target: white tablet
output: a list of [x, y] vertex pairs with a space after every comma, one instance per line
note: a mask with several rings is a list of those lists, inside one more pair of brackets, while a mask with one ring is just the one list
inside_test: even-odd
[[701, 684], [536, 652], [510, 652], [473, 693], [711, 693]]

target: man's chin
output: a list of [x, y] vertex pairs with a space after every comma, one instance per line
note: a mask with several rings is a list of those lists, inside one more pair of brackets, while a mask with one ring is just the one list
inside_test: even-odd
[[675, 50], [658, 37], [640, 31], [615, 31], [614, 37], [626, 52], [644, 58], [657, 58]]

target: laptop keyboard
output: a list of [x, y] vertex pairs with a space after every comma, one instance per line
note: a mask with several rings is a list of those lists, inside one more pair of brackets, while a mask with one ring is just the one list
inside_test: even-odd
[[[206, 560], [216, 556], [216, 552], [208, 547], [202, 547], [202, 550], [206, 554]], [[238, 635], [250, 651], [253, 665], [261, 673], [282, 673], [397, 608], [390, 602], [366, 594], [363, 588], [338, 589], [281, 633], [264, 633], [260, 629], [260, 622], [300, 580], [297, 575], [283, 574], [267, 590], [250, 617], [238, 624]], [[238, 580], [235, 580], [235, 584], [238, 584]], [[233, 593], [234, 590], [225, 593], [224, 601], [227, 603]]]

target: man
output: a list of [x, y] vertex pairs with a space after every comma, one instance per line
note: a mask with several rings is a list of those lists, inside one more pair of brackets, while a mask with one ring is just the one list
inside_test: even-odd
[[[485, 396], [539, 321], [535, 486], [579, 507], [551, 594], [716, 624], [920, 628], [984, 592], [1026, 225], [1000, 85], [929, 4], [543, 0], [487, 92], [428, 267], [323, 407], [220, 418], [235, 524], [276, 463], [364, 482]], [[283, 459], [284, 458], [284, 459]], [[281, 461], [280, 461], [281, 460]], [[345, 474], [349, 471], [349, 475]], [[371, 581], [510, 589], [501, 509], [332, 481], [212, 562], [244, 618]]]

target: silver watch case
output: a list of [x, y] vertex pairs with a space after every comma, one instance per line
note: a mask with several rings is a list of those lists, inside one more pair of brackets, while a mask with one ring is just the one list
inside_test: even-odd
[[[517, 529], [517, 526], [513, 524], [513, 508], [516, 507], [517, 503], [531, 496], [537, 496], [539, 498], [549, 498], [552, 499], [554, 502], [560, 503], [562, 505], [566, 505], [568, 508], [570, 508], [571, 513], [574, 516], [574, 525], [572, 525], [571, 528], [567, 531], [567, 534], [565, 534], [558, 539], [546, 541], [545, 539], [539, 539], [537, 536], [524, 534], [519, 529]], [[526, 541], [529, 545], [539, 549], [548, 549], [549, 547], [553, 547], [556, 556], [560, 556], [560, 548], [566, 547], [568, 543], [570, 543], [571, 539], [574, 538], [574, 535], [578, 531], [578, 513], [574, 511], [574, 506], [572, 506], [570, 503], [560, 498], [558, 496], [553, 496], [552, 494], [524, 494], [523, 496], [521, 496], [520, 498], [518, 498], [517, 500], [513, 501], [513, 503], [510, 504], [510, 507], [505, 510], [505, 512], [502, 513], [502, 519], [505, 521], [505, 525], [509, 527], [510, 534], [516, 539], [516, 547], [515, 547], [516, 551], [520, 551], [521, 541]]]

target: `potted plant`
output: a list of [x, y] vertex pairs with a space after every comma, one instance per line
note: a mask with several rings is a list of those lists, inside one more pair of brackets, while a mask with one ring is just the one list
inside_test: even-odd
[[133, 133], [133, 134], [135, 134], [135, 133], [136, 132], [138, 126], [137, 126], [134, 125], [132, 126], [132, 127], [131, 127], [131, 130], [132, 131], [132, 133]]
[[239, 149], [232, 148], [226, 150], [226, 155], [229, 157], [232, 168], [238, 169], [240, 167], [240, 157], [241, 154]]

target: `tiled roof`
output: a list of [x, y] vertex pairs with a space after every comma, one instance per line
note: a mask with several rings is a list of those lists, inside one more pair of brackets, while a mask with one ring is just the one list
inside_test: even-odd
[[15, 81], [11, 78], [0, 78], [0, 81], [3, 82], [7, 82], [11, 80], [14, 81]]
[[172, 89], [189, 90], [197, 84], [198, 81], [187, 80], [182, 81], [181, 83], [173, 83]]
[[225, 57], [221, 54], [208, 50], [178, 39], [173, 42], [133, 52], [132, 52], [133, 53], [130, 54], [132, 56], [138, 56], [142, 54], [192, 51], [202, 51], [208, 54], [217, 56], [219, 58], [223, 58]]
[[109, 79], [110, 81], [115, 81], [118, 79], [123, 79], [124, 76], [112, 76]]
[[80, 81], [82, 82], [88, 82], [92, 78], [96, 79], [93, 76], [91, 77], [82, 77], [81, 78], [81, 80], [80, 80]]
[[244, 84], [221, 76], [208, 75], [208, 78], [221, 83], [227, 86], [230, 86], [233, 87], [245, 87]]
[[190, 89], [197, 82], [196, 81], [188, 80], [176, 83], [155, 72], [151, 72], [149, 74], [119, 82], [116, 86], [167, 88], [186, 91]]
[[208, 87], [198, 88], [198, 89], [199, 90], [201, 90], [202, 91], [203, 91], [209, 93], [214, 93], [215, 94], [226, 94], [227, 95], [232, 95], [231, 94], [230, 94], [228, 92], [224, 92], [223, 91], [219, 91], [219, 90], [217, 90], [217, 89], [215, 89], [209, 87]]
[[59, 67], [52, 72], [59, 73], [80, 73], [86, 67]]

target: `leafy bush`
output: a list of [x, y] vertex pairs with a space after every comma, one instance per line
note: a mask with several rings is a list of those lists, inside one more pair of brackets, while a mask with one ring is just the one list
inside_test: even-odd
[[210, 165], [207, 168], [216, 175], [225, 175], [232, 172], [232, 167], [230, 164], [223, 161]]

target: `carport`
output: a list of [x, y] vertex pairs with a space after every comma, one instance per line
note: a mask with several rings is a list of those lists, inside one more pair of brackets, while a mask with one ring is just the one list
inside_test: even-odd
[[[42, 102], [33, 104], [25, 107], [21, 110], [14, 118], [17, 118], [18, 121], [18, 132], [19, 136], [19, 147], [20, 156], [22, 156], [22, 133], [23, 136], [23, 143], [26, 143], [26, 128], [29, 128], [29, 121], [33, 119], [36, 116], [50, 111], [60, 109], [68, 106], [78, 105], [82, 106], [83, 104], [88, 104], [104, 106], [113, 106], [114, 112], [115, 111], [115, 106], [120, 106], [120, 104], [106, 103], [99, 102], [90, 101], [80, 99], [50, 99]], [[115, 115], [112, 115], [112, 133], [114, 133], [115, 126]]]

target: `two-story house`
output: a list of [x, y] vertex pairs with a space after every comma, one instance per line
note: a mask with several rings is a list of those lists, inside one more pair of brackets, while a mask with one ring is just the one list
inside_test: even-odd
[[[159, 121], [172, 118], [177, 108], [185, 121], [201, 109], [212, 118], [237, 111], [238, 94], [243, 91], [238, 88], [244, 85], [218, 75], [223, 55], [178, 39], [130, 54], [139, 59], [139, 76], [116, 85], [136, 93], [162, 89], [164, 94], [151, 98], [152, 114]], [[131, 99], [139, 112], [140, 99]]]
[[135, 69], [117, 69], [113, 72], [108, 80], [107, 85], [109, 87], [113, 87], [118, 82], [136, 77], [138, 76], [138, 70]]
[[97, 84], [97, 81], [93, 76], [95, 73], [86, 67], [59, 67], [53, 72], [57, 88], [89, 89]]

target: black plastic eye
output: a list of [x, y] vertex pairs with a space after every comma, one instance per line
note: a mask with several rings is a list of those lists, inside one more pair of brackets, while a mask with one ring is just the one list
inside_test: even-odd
☆ ☆ ☆
### Task instructions
Reproduce all of the records above line for line, without changing anything.

### The output
target: white tablet
output: a list of [x, y] vertex pairs with a space after every comma, one instance per line
note: a mask with several rings is a list of those lists, inside one more pair of brackets, while a mask with one ring is just the one list
inside_test: even-odd
[[701, 684], [536, 652], [510, 652], [473, 693], [711, 693]]

target: man's chin
output: a list of [x, y] vertex pairs with a space after every comma, one instance per line
note: a mask with several rings is a list of those lists, inside one more pair of brackets, while a mask with one ring is just the one list
inside_test: even-odd
[[675, 50], [658, 37], [640, 31], [615, 31], [614, 37], [626, 52], [644, 58], [657, 58]]

target: laptop keyboard
output: a list of [x, y] vertex pairs with a space after every comma, one instance per line
note: a mask with several rings is a list of those lists, inside one more pair of brackets, while a mask with one ring is just the one list
inside_test: even-odd
[[[206, 560], [216, 556], [216, 552], [208, 547], [202, 547], [202, 550], [206, 554]], [[238, 635], [250, 651], [253, 665], [261, 673], [282, 673], [397, 608], [390, 602], [366, 594], [363, 588], [338, 589], [281, 633], [264, 633], [260, 629], [260, 622], [300, 580], [297, 575], [283, 574], [267, 590], [250, 617], [238, 624]], [[238, 580], [235, 580], [235, 584], [238, 584]], [[233, 593], [234, 590], [225, 593], [224, 601], [227, 603]]]

target: man
output: a list of [x, y] vertex pairs with a space after every comma, one instance per line
note: a mask with several rings is a list of those lists, inside one more pair of brackets, while a mask with one ring is just the one list
inside_test: even-odd
[[[485, 396], [539, 321], [535, 486], [579, 507], [551, 594], [716, 624], [920, 628], [984, 592], [1026, 225], [1000, 85], [929, 4], [543, 0], [487, 92], [428, 267], [323, 407], [220, 418], [235, 524], [276, 463], [364, 482]], [[283, 459], [284, 458], [284, 459]], [[281, 461], [280, 461], [281, 460]], [[345, 474], [349, 471], [349, 475]], [[371, 581], [510, 589], [501, 509], [332, 481], [212, 562], [244, 618]]]

target: silver watch case
output: a list of [x, y] vertex pairs with a space after every comma, one instance per line
note: a mask with several rings is a list of those lists, inside one more pair of brackets, while a mask with one ring is just the one list
inside_test: even-odd
[[[517, 529], [517, 526], [513, 524], [513, 508], [516, 507], [517, 503], [531, 496], [537, 496], [539, 498], [549, 498], [552, 499], [554, 502], [560, 503], [562, 505], [566, 505], [568, 508], [570, 508], [571, 513], [574, 516], [574, 525], [572, 525], [571, 528], [567, 531], [567, 534], [565, 534], [558, 539], [546, 541], [545, 539], [539, 539], [537, 536], [524, 534], [519, 529]], [[526, 541], [529, 545], [539, 549], [548, 549], [549, 547], [553, 547], [556, 556], [560, 556], [560, 548], [566, 547], [568, 543], [570, 543], [571, 539], [574, 538], [574, 535], [578, 531], [578, 513], [574, 511], [574, 506], [572, 506], [570, 503], [560, 498], [558, 496], [553, 496], [552, 494], [524, 494], [523, 496], [521, 496], [520, 498], [518, 498], [517, 500], [513, 501], [513, 503], [510, 504], [510, 507], [505, 510], [505, 512], [502, 513], [502, 519], [505, 521], [505, 525], [509, 527], [510, 534], [516, 539], [516, 547], [515, 547], [516, 551], [520, 551], [521, 541]]]

target: `potted plant`
output: a list of [x, y] vertex pairs with a space after every comma, one instance per line
note: a mask with several rings is a list of those lists, inside one more pair of brackets, while a mask with one ring is just the one list
inside_test: even-odd
[[133, 133], [133, 134], [135, 134], [135, 133], [136, 132], [138, 126], [137, 126], [134, 125], [132, 126], [132, 127], [131, 127], [131, 130], [132, 131], [132, 133]]
[[239, 149], [232, 148], [226, 150], [226, 155], [229, 157], [232, 168], [238, 169], [240, 167], [240, 157], [241, 154]]

target: `tiled roof`
output: a list of [x, y] vertex pairs with a space after every comma, one instance per line
note: a mask with several rings is a list of those lists, inside one more pair of brackets, while a mask with one ring is just the one list
inside_test: even-odd
[[15, 81], [11, 78], [0, 78], [0, 81], [3, 82], [7, 82], [11, 80], [14, 81]]
[[172, 89], [189, 90], [197, 84], [198, 81], [187, 80], [182, 81], [181, 83], [173, 83]]
[[225, 57], [221, 54], [208, 50], [178, 39], [173, 42], [133, 52], [132, 52], [133, 53], [130, 54], [132, 56], [138, 56], [142, 54], [192, 51], [202, 51], [208, 54], [217, 56], [219, 58], [223, 58]]
[[109, 79], [110, 81], [115, 81], [118, 79], [123, 79], [124, 76], [112, 76]]
[[80, 81], [82, 82], [88, 82], [92, 78], [96, 79], [93, 76], [91, 77], [82, 77], [81, 78], [81, 80], [80, 80]]
[[244, 84], [221, 76], [208, 75], [208, 78], [221, 83], [227, 86], [230, 86], [233, 87], [245, 87]]
[[190, 89], [197, 82], [196, 81], [188, 80], [176, 83], [155, 72], [151, 72], [149, 74], [119, 82], [116, 86], [167, 88], [186, 91]]
[[208, 87], [198, 88], [198, 89], [199, 90], [201, 90], [202, 91], [203, 91], [209, 93], [214, 93], [215, 94], [226, 94], [227, 95], [232, 95], [231, 94], [230, 94], [228, 92], [224, 92], [223, 91], [219, 91], [219, 90], [217, 90], [217, 89], [215, 89], [209, 87]]
[[59, 67], [52, 72], [59, 73], [80, 73], [86, 67]]

target: `leafy bush`
output: a list of [x, y] vertex pairs with a space after every comma, one instance per line
note: a mask with several rings is a list of those lists, inside one more pair of brackets, while a mask with one ring is just the one list
inside_test: even-odd
[[210, 165], [207, 168], [216, 175], [225, 175], [232, 172], [232, 167], [230, 164], [223, 161]]

target: `carport`
output: a list of [x, y] vertex pairs with a space after every comma, one instance per line
note: a mask with several rings is a list of those lists, inside one more pair of brackets, while a mask with one ring is just the one list
inside_test: even-odd
[[[42, 102], [33, 104], [25, 107], [21, 110], [14, 118], [17, 118], [18, 121], [18, 132], [19, 136], [19, 147], [20, 156], [22, 156], [22, 133], [23, 136], [23, 143], [26, 143], [26, 128], [29, 128], [29, 121], [33, 119], [36, 116], [50, 111], [60, 109], [68, 106], [78, 105], [82, 106], [83, 104], [88, 104], [104, 106], [113, 106], [114, 112], [115, 111], [115, 106], [120, 106], [120, 104], [106, 103], [99, 102], [90, 101], [80, 99], [50, 99]], [[115, 115], [112, 115], [112, 133], [114, 133], [115, 126]]]

target: `two-story house`
output: a list of [x, y] vertex pairs with a space after every comma, one instance per line
note: a mask with several rings is a list of those lists, inside one more pair of brackets, while a mask with one ring is just the one list
inside_test: even-odd
[[[159, 121], [172, 118], [177, 108], [185, 121], [201, 109], [212, 118], [237, 111], [238, 94], [243, 91], [238, 88], [244, 85], [218, 75], [223, 55], [178, 39], [130, 54], [139, 59], [139, 76], [116, 85], [136, 93], [162, 89], [164, 94], [151, 98], [152, 114]], [[131, 99], [139, 112], [140, 99]]]
[[135, 69], [117, 69], [113, 72], [108, 80], [107, 85], [109, 87], [113, 87], [118, 82], [136, 77], [138, 76], [138, 70]]
[[97, 84], [97, 81], [93, 76], [95, 73], [86, 67], [59, 67], [53, 72], [57, 88], [89, 89]]

target: black plastic eye
output: a list of [x, y] vertex pairs with a space after every comma, one instance per line
note: a mask with several rings is a list of those lists, inside one more pair of brackets, while a mask with one ring is just the one list
inside_test: even-odd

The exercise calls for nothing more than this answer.